* Short exercise
Gather each line of the entries below that contains the word "railing" and copy those lines word for word.

--- Data supplied ---

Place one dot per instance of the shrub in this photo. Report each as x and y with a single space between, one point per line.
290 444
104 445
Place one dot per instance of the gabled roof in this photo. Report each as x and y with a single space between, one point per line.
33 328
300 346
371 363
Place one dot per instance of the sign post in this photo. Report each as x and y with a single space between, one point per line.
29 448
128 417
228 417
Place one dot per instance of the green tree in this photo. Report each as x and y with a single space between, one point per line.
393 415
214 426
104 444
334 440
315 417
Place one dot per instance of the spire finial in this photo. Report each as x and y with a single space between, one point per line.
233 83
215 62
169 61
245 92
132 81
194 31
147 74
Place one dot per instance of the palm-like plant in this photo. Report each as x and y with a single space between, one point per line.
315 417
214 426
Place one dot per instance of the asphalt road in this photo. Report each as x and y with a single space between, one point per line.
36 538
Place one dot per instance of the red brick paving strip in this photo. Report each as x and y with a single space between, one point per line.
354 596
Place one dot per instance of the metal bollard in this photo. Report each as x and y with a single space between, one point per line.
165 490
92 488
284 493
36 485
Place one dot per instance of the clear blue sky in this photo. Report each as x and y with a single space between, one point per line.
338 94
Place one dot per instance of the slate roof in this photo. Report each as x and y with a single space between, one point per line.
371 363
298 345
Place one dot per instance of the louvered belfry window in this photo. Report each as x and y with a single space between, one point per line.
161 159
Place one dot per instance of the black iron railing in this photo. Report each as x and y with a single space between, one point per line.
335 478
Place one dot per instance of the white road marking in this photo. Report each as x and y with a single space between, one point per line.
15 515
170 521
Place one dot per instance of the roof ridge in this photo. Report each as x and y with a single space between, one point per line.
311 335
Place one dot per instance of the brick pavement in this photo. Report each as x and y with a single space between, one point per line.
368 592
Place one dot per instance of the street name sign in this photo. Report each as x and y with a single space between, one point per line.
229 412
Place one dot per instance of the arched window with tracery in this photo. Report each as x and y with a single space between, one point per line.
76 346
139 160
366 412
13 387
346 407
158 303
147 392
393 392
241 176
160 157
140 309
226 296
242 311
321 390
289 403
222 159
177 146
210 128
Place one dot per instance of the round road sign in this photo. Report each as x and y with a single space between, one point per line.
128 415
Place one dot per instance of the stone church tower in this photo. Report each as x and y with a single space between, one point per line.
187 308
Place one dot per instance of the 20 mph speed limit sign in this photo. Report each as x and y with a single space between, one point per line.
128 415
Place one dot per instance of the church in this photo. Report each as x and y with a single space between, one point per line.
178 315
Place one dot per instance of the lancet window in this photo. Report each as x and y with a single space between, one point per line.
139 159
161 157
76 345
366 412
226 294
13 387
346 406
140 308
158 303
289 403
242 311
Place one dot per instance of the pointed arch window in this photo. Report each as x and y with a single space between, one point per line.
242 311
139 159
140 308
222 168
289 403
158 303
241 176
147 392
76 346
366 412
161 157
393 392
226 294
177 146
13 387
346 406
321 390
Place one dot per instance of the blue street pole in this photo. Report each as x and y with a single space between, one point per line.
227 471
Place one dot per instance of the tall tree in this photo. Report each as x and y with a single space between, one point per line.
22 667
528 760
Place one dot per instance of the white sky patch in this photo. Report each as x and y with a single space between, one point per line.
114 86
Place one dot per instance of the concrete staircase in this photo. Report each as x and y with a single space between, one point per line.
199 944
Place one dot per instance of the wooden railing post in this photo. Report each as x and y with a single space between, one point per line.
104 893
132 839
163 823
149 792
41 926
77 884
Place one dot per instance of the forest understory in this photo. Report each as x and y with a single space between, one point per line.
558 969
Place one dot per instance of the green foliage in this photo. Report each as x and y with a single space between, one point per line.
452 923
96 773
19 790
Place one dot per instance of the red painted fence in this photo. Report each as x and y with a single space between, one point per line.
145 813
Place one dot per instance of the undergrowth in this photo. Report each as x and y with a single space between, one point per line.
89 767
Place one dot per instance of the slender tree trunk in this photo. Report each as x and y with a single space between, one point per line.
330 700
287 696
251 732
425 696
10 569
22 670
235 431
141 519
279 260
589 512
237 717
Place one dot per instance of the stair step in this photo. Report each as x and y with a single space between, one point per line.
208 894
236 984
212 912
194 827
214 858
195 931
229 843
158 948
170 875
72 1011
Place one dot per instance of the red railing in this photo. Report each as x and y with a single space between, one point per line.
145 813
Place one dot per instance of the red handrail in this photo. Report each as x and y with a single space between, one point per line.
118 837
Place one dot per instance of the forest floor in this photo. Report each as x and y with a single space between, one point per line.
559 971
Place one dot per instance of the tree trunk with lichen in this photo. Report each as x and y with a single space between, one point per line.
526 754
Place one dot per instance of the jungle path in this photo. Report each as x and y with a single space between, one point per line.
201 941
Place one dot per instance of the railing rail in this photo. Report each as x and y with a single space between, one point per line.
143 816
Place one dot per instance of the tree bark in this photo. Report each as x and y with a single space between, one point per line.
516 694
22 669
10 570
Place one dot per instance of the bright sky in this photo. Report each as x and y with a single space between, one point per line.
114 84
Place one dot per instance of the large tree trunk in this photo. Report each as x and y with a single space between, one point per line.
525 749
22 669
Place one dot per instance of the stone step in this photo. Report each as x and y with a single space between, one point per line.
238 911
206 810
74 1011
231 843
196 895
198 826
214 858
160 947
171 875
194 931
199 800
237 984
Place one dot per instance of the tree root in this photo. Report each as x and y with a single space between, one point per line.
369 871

---
--- Data supplied ---

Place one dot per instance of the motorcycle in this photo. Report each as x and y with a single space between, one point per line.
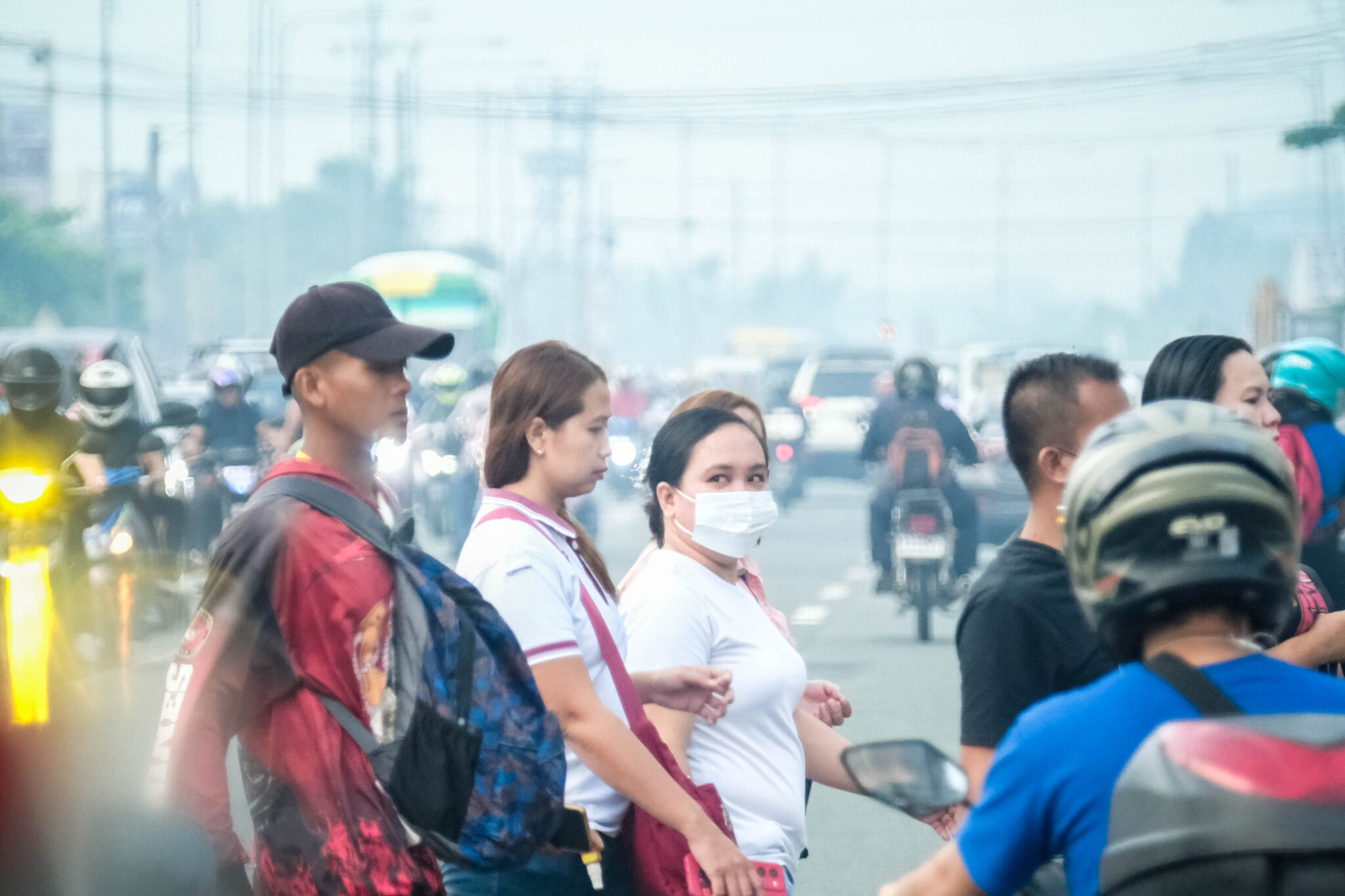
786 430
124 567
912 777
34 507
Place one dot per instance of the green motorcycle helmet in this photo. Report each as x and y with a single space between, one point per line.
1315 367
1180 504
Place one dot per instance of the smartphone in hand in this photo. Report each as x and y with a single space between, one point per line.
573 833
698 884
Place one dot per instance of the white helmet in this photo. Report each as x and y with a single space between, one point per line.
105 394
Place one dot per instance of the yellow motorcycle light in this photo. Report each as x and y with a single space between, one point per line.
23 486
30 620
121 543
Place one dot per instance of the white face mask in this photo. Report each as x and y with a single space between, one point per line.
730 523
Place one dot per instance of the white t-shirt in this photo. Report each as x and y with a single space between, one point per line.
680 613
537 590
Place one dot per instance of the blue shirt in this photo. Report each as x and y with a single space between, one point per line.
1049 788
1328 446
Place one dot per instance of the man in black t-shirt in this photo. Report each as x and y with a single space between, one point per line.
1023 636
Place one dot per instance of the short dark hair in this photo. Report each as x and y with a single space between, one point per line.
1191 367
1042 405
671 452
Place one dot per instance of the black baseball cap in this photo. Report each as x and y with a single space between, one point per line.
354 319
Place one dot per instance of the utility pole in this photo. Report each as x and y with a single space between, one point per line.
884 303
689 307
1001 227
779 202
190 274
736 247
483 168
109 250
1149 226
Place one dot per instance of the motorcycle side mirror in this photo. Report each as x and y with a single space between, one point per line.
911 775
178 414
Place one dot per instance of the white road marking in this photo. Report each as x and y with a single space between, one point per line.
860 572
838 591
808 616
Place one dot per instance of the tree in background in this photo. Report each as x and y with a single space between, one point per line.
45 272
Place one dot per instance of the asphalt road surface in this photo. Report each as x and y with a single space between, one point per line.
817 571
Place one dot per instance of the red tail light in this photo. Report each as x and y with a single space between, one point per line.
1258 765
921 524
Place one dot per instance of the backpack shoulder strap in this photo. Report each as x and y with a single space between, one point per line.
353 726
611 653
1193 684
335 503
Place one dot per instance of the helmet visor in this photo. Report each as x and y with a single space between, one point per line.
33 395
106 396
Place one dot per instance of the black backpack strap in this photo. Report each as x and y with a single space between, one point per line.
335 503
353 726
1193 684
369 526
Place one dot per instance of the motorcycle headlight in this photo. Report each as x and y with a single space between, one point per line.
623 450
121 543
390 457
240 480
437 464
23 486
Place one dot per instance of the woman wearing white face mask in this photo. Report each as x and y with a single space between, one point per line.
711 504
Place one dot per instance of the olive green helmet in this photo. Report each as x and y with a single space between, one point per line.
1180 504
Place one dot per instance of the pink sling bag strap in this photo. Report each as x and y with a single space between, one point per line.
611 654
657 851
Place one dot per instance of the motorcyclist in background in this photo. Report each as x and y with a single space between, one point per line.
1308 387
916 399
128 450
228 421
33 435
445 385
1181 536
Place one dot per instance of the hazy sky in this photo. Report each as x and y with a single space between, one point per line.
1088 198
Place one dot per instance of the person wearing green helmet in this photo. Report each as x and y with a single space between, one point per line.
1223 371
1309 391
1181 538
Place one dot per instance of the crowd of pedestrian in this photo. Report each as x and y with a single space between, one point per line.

---
--- Data supplied ---

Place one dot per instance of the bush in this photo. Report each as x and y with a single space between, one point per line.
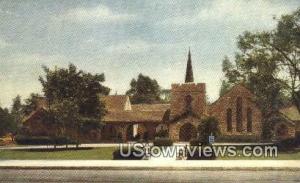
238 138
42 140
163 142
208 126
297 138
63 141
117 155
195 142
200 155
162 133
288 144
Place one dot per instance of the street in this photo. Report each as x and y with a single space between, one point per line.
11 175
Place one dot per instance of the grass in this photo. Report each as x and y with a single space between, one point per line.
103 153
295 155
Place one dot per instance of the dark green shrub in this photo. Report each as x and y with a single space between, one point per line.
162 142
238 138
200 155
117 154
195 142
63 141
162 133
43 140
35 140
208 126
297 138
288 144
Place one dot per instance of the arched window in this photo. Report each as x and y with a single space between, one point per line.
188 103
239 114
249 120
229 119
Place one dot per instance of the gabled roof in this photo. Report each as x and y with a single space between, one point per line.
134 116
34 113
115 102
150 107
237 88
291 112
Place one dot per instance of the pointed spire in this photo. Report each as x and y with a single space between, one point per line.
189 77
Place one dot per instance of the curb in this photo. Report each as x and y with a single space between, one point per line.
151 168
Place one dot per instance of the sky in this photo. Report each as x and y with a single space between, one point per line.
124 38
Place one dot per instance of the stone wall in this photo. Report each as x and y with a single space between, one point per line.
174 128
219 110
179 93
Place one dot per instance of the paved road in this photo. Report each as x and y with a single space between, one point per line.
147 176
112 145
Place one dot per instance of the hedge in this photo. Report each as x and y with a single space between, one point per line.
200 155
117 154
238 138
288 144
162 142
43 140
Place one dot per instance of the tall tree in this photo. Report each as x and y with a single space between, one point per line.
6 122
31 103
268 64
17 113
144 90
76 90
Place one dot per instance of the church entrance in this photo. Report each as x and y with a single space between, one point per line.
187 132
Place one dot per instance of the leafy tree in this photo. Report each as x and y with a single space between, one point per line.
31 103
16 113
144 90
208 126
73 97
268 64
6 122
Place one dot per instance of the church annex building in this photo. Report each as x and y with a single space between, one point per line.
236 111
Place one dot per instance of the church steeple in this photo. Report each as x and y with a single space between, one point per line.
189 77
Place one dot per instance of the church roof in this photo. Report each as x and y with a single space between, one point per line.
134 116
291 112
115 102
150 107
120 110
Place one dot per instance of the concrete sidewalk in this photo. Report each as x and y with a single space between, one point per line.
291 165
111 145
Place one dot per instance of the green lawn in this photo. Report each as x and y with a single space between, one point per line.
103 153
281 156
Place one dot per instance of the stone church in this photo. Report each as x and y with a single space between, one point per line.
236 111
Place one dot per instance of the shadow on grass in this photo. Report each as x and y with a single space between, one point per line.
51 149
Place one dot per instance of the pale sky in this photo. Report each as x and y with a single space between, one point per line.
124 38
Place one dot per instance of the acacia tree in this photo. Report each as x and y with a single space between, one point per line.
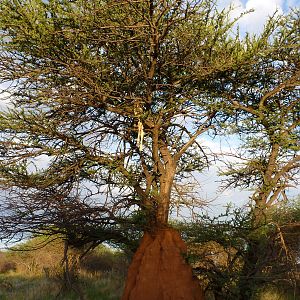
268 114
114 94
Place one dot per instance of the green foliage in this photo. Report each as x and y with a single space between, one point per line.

---

* Task output
Place one dot per instance of the black iron railing in this photo. Report each as x and y with a single space between, one point per line.
Place one dot per instance of the wooden railing post in this photo. Report each as x and y with a single space between, one point per line.
Place one dot per instance of the red railing in this photo. Report each as x and y with a single space between, one point per line.
Place one dot per instance of the railing rail in this photo. Report each as x and y with a single space between, one point per line.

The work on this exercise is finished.